> **Items from a data source**:
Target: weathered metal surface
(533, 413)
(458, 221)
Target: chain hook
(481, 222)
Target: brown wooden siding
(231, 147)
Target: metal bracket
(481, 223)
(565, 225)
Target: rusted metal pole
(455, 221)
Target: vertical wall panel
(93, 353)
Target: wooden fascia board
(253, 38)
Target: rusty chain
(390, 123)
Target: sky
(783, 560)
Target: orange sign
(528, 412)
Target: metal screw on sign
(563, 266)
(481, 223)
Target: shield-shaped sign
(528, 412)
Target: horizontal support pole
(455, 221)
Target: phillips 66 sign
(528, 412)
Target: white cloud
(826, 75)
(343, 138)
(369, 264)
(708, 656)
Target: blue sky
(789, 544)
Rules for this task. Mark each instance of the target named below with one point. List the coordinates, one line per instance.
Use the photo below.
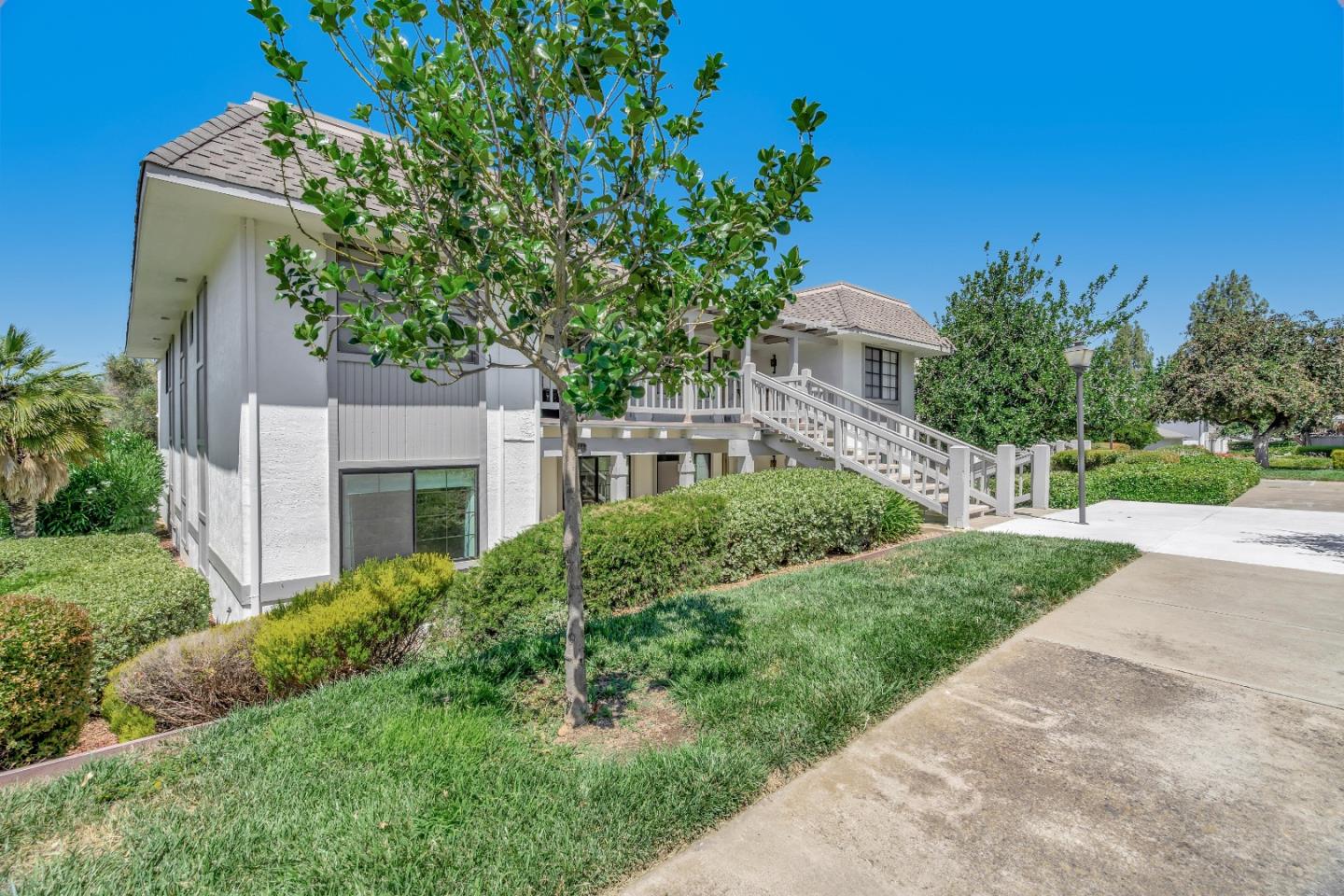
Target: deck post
(1005, 469)
(1041, 476)
(620, 476)
(748, 375)
(959, 486)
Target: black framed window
(595, 480)
(390, 513)
(880, 373)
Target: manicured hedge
(369, 618)
(46, 651)
(644, 548)
(633, 551)
(1195, 479)
(185, 681)
(1068, 461)
(1151, 457)
(134, 593)
(796, 514)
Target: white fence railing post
(748, 375)
(1005, 479)
(959, 486)
(1041, 476)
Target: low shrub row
(46, 651)
(1068, 459)
(722, 529)
(636, 551)
(369, 618)
(1193, 479)
(134, 593)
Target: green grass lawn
(443, 777)
(1324, 476)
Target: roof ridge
(855, 287)
(177, 148)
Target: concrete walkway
(1179, 728)
(1267, 526)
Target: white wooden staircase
(819, 425)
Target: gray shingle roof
(847, 306)
(231, 148)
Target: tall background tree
(1010, 324)
(534, 202)
(1245, 364)
(134, 385)
(50, 418)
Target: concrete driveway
(1176, 730)
(1267, 525)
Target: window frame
(412, 470)
(875, 383)
(601, 496)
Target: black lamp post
(1080, 359)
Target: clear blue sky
(1178, 140)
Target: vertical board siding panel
(382, 415)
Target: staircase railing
(912, 468)
(983, 464)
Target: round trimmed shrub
(186, 681)
(369, 618)
(46, 651)
(134, 593)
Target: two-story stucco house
(284, 469)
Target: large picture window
(399, 512)
(595, 480)
(880, 373)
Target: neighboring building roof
(231, 148)
(848, 306)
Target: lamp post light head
(1078, 357)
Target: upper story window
(880, 373)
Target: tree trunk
(23, 519)
(576, 661)
(1261, 441)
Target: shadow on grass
(690, 635)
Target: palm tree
(50, 418)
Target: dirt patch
(94, 734)
(626, 716)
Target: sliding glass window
(399, 512)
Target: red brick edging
(62, 764)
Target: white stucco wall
(512, 458)
(228, 418)
(293, 437)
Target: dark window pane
(445, 512)
(375, 516)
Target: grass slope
(443, 777)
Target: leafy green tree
(1010, 324)
(535, 204)
(1246, 364)
(134, 385)
(1121, 388)
(50, 418)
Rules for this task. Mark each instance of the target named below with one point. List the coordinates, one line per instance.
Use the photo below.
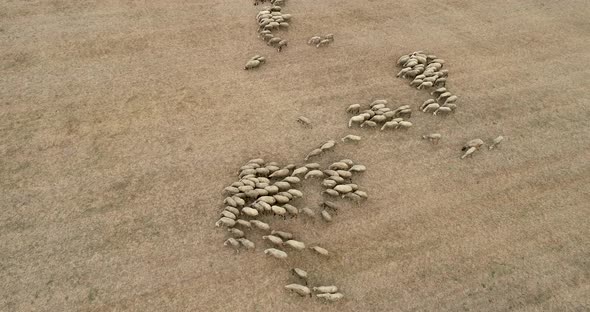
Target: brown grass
(120, 123)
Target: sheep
(331, 192)
(430, 108)
(297, 245)
(351, 138)
(314, 40)
(319, 250)
(328, 145)
(244, 223)
(252, 64)
(343, 188)
(326, 289)
(389, 125)
(405, 124)
(282, 43)
(314, 174)
(299, 289)
(477, 143)
(313, 153)
(469, 152)
(228, 214)
(358, 168)
(304, 121)
(308, 212)
(450, 99)
(369, 123)
(225, 222)
(246, 243)
(323, 43)
(433, 137)
(276, 253)
(260, 225)
(233, 243)
(273, 239)
(282, 234)
(292, 210)
(237, 233)
(331, 297)
(442, 110)
(326, 216)
(300, 274)
(495, 142)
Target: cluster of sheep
(378, 113)
(328, 293)
(426, 72)
(254, 62)
(473, 145)
(270, 19)
(321, 41)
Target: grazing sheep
(308, 212)
(300, 274)
(313, 153)
(496, 141)
(433, 137)
(354, 108)
(237, 233)
(297, 245)
(351, 138)
(260, 225)
(331, 297)
(304, 121)
(443, 110)
(326, 216)
(233, 243)
(244, 223)
(328, 145)
(276, 253)
(282, 234)
(314, 174)
(314, 40)
(469, 152)
(319, 250)
(326, 289)
(273, 239)
(252, 64)
(225, 222)
(282, 43)
(301, 290)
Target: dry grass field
(122, 121)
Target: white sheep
(313, 153)
(326, 289)
(433, 137)
(276, 253)
(351, 138)
(297, 245)
(496, 141)
(299, 289)
(319, 250)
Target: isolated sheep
(331, 297)
(433, 137)
(301, 290)
(313, 153)
(496, 141)
(276, 253)
(319, 250)
(260, 225)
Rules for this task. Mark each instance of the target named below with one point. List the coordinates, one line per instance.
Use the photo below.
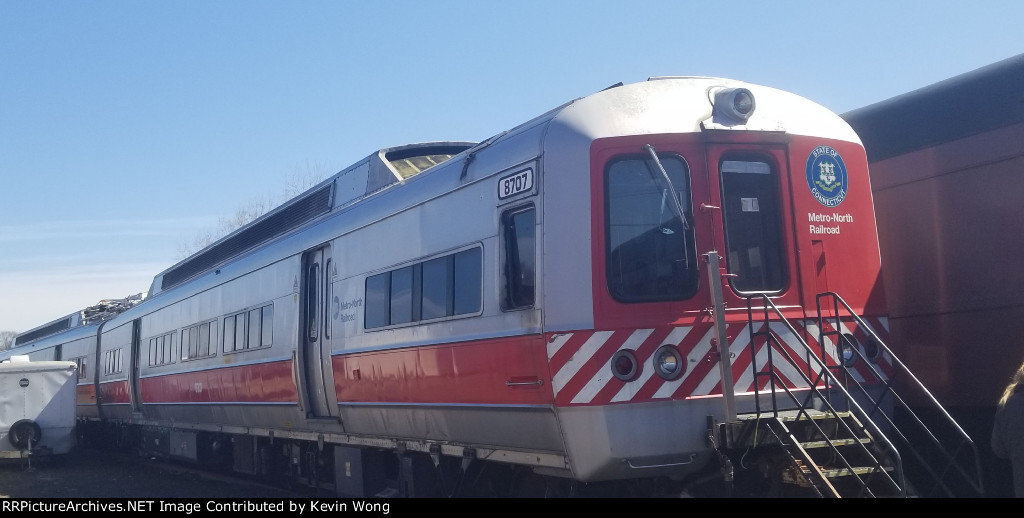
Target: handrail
(830, 381)
(974, 480)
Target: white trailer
(37, 407)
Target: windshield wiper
(671, 187)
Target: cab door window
(754, 238)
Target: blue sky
(127, 128)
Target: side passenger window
(519, 232)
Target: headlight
(734, 103)
(848, 346)
(669, 362)
(624, 365)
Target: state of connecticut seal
(826, 176)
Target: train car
(591, 297)
(945, 164)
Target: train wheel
(25, 433)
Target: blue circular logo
(826, 176)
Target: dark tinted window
(436, 288)
(467, 282)
(520, 257)
(378, 300)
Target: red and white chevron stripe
(581, 361)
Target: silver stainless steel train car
(567, 300)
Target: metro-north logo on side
(826, 176)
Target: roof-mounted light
(734, 103)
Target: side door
(315, 342)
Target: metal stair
(832, 437)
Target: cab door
(750, 193)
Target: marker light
(669, 362)
(624, 365)
(735, 103)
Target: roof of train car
(980, 100)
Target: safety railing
(822, 388)
(942, 460)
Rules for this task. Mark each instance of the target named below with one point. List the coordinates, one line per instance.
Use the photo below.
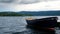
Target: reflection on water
(16, 25)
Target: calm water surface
(17, 25)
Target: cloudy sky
(29, 5)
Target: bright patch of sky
(29, 5)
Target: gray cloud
(28, 1)
(19, 1)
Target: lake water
(17, 25)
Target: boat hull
(44, 22)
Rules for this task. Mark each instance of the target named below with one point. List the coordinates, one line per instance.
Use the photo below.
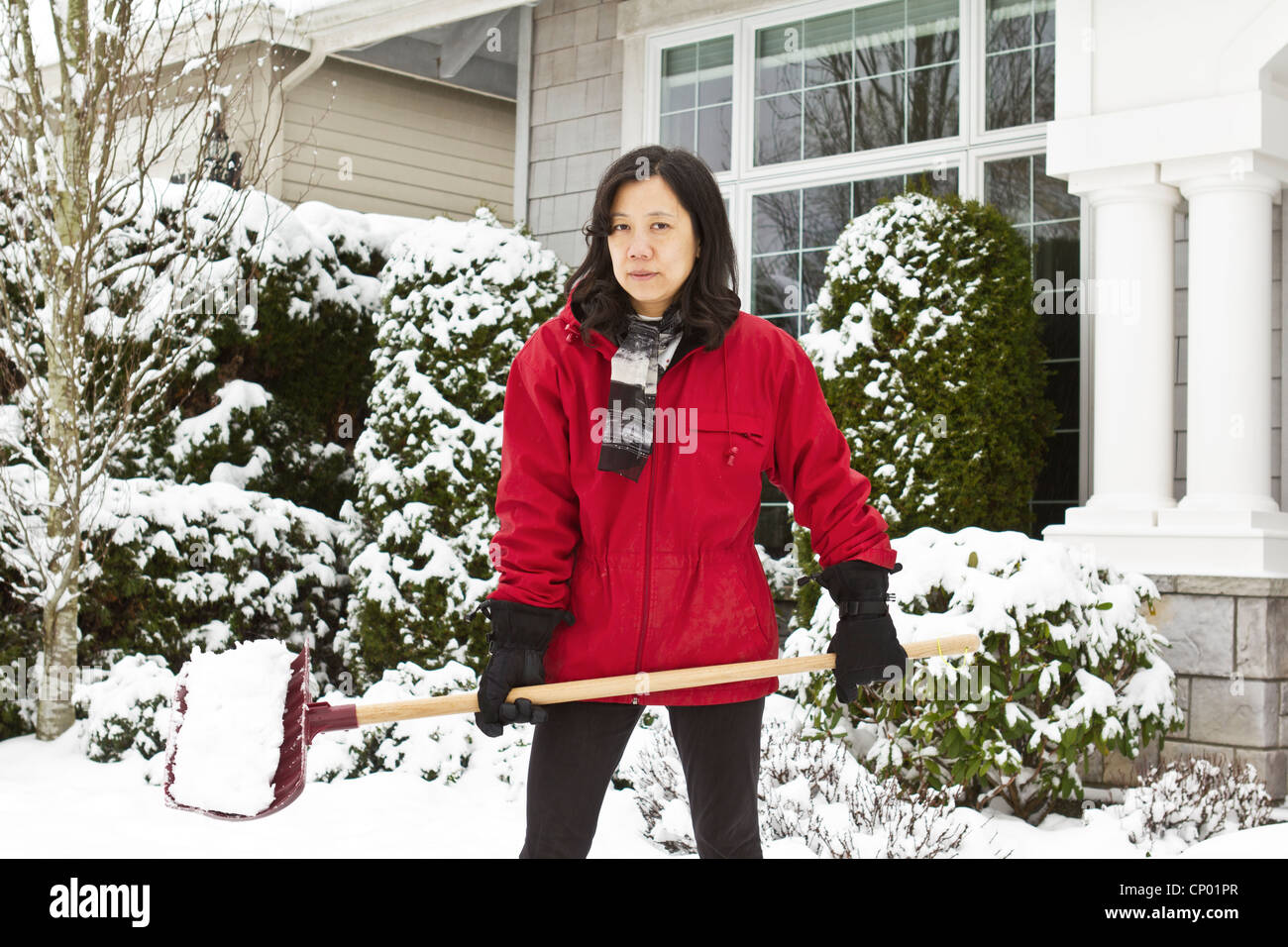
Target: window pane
(932, 103)
(1055, 252)
(825, 210)
(868, 193)
(776, 222)
(715, 63)
(774, 278)
(1060, 328)
(1063, 389)
(778, 129)
(811, 274)
(1009, 85)
(715, 137)
(778, 67)
(678, 131)
(1006, 185)
(827, 120)
(879, 39)
(828, 50)
(879, 112)
(932, 31)
(1043, 82)
(1043, 21)
(926, 182)
(1059, 478)
(679, 65)
(1009, 25)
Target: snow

> **DESCRIPTION OF THE TASK**:
Here the records must be restated exactly, minus any images.

> **TASK OUTPUT**:
Target: weathered metal surface
(533, 413)
(458, 221)
Target: chain hook
(481, 222)
Target: brown wooden siding
(231, 147)
Target: metal bracket
(481, 223)
(565, 225)
Target: rusted metal pole
(455, 221)
Target: vertical wall panel
(93, 353)
Target: wooden fascia board
(253, 38)
Target: rusty chain
(390, 123)
Target: sky
(783, 560)
Target: orange sign
(528, 412)
Target: metal screw on sign
(563, 266)
(481, 223)
Target: shield-shaped sign
(528, 412)
Target: horizontal support pole
(455, 221)
Target: phillips 66 sign
(528, 412)
Target: white cloud
(826, 75)
(343, 138)
(369, 264)
(708, 656)
Target: blue sky
(789, 544)
Rules for this task. Mark each instance of the target named below with one point. List the coordinates, one line per instance.
Use the photo below.
Target: deck post
(1005, 469)
(1041, 476)
(620, 476)
(748, 375)
(959, 486)
Target: black framed window
(595, 480)
(390, 513)
(880, 373)
Target: manicured hedge
(369, 618)
(46, 651)
(644, 548)
(633, 551)
(1195, 479)
(185, 681)
(1068, 461)
(1151, 457)
(134, 593)
(796, 514)
Target: white fence railing post
(748, 375)
(1005, 479)
(959, 486)
(1041, 476)
Target: low shrub row
(46, 651)
(1068, 459)
(722, 529)
(636, 551)
(369, 618)
(1193, 479)
(134, 593)
Target: green grass lawn
(443, 777)
(1324, 476)
Target: roof ridge
(855, 287)
(177, 148)
Target: concrete walkway
(1179, 728)
(1267, 526)
Target: white wooden staircase
(819, 425)
Target: gray shingle roof
(847, 306)
(231, 148)
Target: tall background tree
(1010, 324)
(534, 202)
(1245, 364)
(134, 385)
(50, 418)
Target: concrete driveway
(1176, 730)
(1267, 525)
Target: window frame
(412, 470)
(875, 383)
(601, 496)
Target: black lamp post
(1080, 359)
Target: clear blue sky
(1178, 140)
Target: vertical board siding panel
(382, 415)
Target: staircase railing
(912, 468)
(983, 464)
Target: round trimmed shrub
(186, 681)
(369, 618)
(46, 651)
(134, 593)
Target: two-story stucco house
(284, 469)
Target: large picture window
(399, 512)
(595, 480)
(880, 373)
Target: neighboring building roof
(231, 148)
(848, 306)
Target: lamp post light head
(1078, 357)
Target: upper story window
(880, 373)
Target: tree trunk
(23, 519)
(576, 661)
(1261, 441)
Target: shadow on grass
(690, 635)
Target: palm tree
(50, 418)
Target: dirt patch
(94, 734)
(626, 716)
Target: sliding glass window
(399, 512)
Target: red brick edging
(62, 764)
Target: white stucco wall
(512, 458)
(228, 418)
(293, 437)
Target: dark window pane
(445, 512)
(375, 516)
Target: grass slope
(443, 777)
Target: leafy green tree
(1010, 324)
(535, 204)
(1246, 364)
(134, 385)
(1121, 388)
(50, 418)
Rules for this task. Mark each instance of the target named below with one point. List the coordinates, one line per instance.
Use the photo below.
Target: brown grass
(120, 123)
Target: sheep
(331, 192)
(430, 108)
(297, 245)
(351, 138)
(314, 40)
(319, 250)
(328, 145)
(244, 223)
(252, 64)
(343, 188)
(326, 289)
(389, 125)
(405, 124)
(282, 43)
(314, 174)
(299, 289)
(477, 143)
(313, 153)
(469, 152)
(228, 214)
(358, 168)
(304, 121)
(308, 212)
(450, 99)
(369, 123)
(225, 222)
(246, 243)
(323, 43)
(433, 137)
(276, 253)
(260, 225)
(233, 243)
(273, 239)
(282, 234)
(292, 210)
(237, 233)
(331, 297)
(442, 110)
(326, 216)
(300, 274)
(495, 142)
Target: cluster of sheep
(378, 113)
(328, 293)
(426, 72)
(254, 62)
(473, 145)
(270, 19)
(321, 41)
Target: grazing sheep
(308, 212)
(300, 274)
(313, 153)
(496, 141)
(433, 137)
(354, 108)
(237, 233)
(297, 245)
(351, 138)
(260, 225)
(331, 297)
(304, 121)
(443, 110)
(326, 216)
(233, 243)
(244, 223)
(328, 145)
(276, 253)
(282, 234)
(314, 174)
(314, 40)
(469, 152)
(319, 250)
(326, 289)
(273, 239)
(252, 64)
(225, 222)
(282, 43)
(301, 290)
Target: dry grass field
(122, 121)
Target: white sheep
(313, 153)
(326, 289)
(433, 137)
(276, 253)
(351, 138)
(297, 245)
(496, 141)
(299, 289)
(319, 250)
Target: isolated sheep
(331, 297)
(433, 137)
(301, 290)
(313, 153)
(496, 141)
(276, 253)
(319, 250)
(260, 225)
Rules for this task. Mark each instance of the target named below with one point. List the coordinates, one line per instance.
Use the photo below.
Target: handrail
(830, 381)
(974, 480)
Target: white trailer
(37, 407)
Target: windshield wiper
(671, 187)
Target: cab door window
(754, 238)
Target: blue sky
(127, 128)
Target: side passenger window
(519, 232)
Target: headlight
(734, 103)
(848, 346)
(669, 362)
(624, 365)
Target: state of connecticut seal
(826, 176)
Target: train car
(591, 297)
(945, 164)
Target: train wheel
(25, 433)
Target: blue circular logo
(826, 176)
Target: dark tinted window
(436, 288)
(467, 282)
(520, 257)
(378, 300)
Target: red and white chevron stripe
(581, 361)
Target: silver stainless steel train car
(567, 300)
Target: metro-north logo on side
(826, 176)
Target: roof-mounted light
(734, 103)
Target: side door
(315, 342)
Target: metal stair
(832, 437)
Target: cab door
(750, 193)
Target: marker light
(669, 362)
(624, 365)
(735, 103)
Target: roof of train car
(980, 100)
Target: safety railing
(822, 388)
(942, 460)
Rules for this task. Mark each instance of the target named below with one point. List the coordinates, one line per instance.
Use the photo below.
Target: reflection on water
(16, 25)
Target: calm water surface
(17, 25)
Target: cloudy sky
(29, 5)
Target: bright patch of sky
(29, 5)
Target: gray cloud
(28, 1)
(19, 1)
Target: lake water
(17, 25)
Target: boat hull
(44, 22)
Rules for this task. Mark each instance of the target named below with one point. List the coordinates, one line per instance.
Use the photo below.
Target: window pane
(932, 103)
(1055, 252)
(825, 210)
(868, 193)
(776, 222)
(715, 63)
(774, 278)
(1060, 328)
(1063, 389)
(778, 129)
(811, 274)
(1009, 85)
(715, 137)
(778, 67)
(678, 131)
(1006, 185)
(827, 120)
(879, 39)
(828, 50)
(879, 112)
(932, 31)
(1043, 82)
(1043, 21)
(926, 182)
(1059, 478)
(679, 65)
(1009, 25)
Target: snow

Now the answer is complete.